## Begin SUPPLIED MATERIAL

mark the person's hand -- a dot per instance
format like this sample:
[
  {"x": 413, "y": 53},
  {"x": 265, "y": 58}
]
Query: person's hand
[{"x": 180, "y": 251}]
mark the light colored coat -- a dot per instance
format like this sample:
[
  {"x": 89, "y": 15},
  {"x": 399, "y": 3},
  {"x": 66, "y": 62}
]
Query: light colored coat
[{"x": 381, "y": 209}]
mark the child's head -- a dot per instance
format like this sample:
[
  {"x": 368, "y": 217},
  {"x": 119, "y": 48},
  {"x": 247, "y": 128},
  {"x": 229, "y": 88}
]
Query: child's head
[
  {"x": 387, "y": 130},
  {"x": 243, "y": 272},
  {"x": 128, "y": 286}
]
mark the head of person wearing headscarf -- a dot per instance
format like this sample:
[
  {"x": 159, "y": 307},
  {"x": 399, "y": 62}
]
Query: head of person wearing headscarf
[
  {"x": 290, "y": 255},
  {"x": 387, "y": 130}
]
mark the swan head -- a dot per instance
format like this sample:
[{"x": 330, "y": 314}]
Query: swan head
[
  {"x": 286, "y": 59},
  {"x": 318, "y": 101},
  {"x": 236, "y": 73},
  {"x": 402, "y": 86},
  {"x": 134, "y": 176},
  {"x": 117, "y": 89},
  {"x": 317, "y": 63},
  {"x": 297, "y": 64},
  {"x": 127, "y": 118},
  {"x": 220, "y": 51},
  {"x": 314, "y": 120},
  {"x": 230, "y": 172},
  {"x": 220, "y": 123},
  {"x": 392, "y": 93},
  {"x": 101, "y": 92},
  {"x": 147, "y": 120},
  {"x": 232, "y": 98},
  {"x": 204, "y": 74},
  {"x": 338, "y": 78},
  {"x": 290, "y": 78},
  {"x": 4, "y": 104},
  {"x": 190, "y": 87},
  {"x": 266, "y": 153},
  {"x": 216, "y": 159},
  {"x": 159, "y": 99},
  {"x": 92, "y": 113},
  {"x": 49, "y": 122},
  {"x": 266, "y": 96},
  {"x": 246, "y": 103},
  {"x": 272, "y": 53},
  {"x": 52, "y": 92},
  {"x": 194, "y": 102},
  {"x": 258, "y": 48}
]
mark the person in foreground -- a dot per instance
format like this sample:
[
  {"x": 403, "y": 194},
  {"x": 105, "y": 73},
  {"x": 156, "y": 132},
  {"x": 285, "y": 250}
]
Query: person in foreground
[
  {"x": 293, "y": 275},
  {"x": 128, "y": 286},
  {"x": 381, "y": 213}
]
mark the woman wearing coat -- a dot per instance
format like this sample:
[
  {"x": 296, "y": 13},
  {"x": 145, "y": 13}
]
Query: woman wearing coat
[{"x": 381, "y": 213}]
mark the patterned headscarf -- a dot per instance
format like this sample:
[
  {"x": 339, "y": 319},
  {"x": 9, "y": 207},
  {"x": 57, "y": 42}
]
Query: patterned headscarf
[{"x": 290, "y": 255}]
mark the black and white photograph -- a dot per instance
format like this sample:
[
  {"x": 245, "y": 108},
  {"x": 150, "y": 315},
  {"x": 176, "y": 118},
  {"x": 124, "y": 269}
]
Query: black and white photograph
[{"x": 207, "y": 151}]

## End SUPPLIED MATERIAL

§ CHALLENGE
Can you render every line of the records above as a JSON list of strings, one string per line, with blank lines left out?

§ TASK SOLUTION
[
  "mark the person's hand -- a dot per instance",
  "format like this sample:",
  "[",
  "  {\"x\": 413, \"y\": 53},",
  "  {\"x\": 265, \"y\": 58}",
  "]",
  "Query: person's hand",
  "[{\"x\": 180, \"y\": 251}]",
  "mark the light colored coat -- a dot per instance",
  "format like this sample:",
  "[",
  "  {\"x\": 89, \"y\": 15},",
  "  {\"x\": 399, \"y\": 3},",
  "  {\"x\": 66, \"y\": 62}",
  "]",
  "Query: light colored coat",
  "[{\"x\": 381, \"y\": 209}]",
  "mark the child's head -- a dot per instance",
  "format like this sample:",
  "[",
  "  {\"x\": 368, \"y\": 217},",
  "  {\"x\": 119, \"y\": 48},",
  "  {\"x\": 247, \"y\": 128},",
  "  {\"x\": 229, \"y\": 88}",
  "]",
  "Query: child's head",
  "[",
  "  {\"x\": 387, \"y\": 130},",
  "  {\"x\": 243, \"y\": 272},",
  "  {\"x\": 128, \"y\": 286}",
  "]",
  "mark the head of person wearing headscarf -- a dot per instance",
  "format like this sample:",
  "[",
  "  {\"x\": 159, \"y\": 307},",
  "  {\"x\": 399, \"y\": 62}",
  "]",
  "Query: head of person wearing headscarf",
  "[",
  "  {\"x\": 290, \"y\": 255},",
  "  {\"x\": 387, \"y\": 130}",
  "]",
  "mark the swan head -- a dot per instance",
  "format like this sample:",
  "[{\"x\": 330, \"y\": 314}]",
  "Query: swan head",
  "[",
  "  {\"x\": 286, \"y\": 59},",
  "  {\"x\": 318, \"y\": 101},",
  "  {\"x\": 236, \"y\": 73},",
  "  {\"x\": 402, \"y\": 86},",
  "  {\"x\": 134, \"y\": 176},",
  "  {\"x\": 117, \"y\": 89},",
  "  {\"x\": 317, \"y\": 63},",
  "  {\"x\": 297, \"y\": 64},",
  "  {\"x\": 127, \"y\": 118},",
  "  {\"x\": 220, \"y\": 51},",
  "  {\"x\": 314, \"y\": 120},",
  "  {\"x\": 230, \"y\": 172},",
  "  {\"x\": 220, \"y\": 123},",
  "  {\"x\": 392, \"y\": 93},",
  "  {\"x\": 101, \"y\": 92},",
  "  {\"x\": 147, \"y\": 120},",
  "  {\"x\": 232, \"y\": 98},",
  "  {\"x\": 204, \"y\": 74},",
  "  {\"x\": 338, \"y\": 78},",
  "  {\"x\": 290, \"y\": 78},",
  "  {\"x\": 4, \"y\": 104},",
  "  {\"x\": 190, \"y\": 87},",
  "  {\"x\": 266, \"y\": 153},",
  "  {\"x\": 216, \"y\": 159},",
  "  {\"x\": 159, \"y\": 99},",
  "  {\"x\": 92, \"y\": 113},",
  "  {\"x\": 49, \"y\": 122},",
  "  {\"x\": 266, \"y\": 96},",
  "  {\"x\": 246, \"y\": 103},",
  "  {\"x\": 272, \"y\": 53},",
  "  {\"x\": 52, \"y\": 92},",
  "  {\"x\": 194, \"y\": 102},",
  "  {\"x\": 258, \"y\": 48}",
  "]",
  "mark the person in foreground -- a dot per instance",
  "format like this sample:",
  "[",
  "  {\"x\": 403, \"y\": 194},",
  "  {\"x\": 105, \"y\": 73},",
  "  {\"x\": 156, \"y\": 132},",
  "  {\"x\": 285, \"y\": 250}",
  "]",
  "Query: person in foreground",
  "[",
  "  {\"x\": 293, \"y\": 275},",
  "  {\"x\": 128, \"y\": 286},",
  "  {\"x\": 381, \"y\": 213}",
  "]",
  "mark the woman wearing coat -- a dot per instance",
  "format like this sample:",
  "[",
  "  {\"x\": 296, \"y\": 13},",
  "  {\"x\": 145, \"y\": 13}",
  "]",
  "Query: woman wearing coat",
  "[{\"x\": 381, \"y\": 213}]",
  "mark the patterned headscarf -- a dot per instance",
  "format like this sample:",
  "[",
  "  {\"x\": 339, \"y\": 319},",
  "  {\"x\": 9, \"y\": 207},",
  "  {\"x\": 57, \"y\": 42}",
  "]",
  "Query: patterned headscarf",
  "[{\"x\": 290, \"y\": 255}]",
  "mark the black and white photograph -- a dot per instance",
  "format like this sample:",
  "[",
  "  {\"x\": 245, \"y\": 108},",
  "  {\"x\": 150, \"y\": 315},",
  "  {\"x\": 176, \"y\": 118},",
  "  {\"x\": 124, \"y\": 269}",
  "]",
  "Query: black and white photograph",
  "[{\"x\": 207, \"y\": 151}]"
]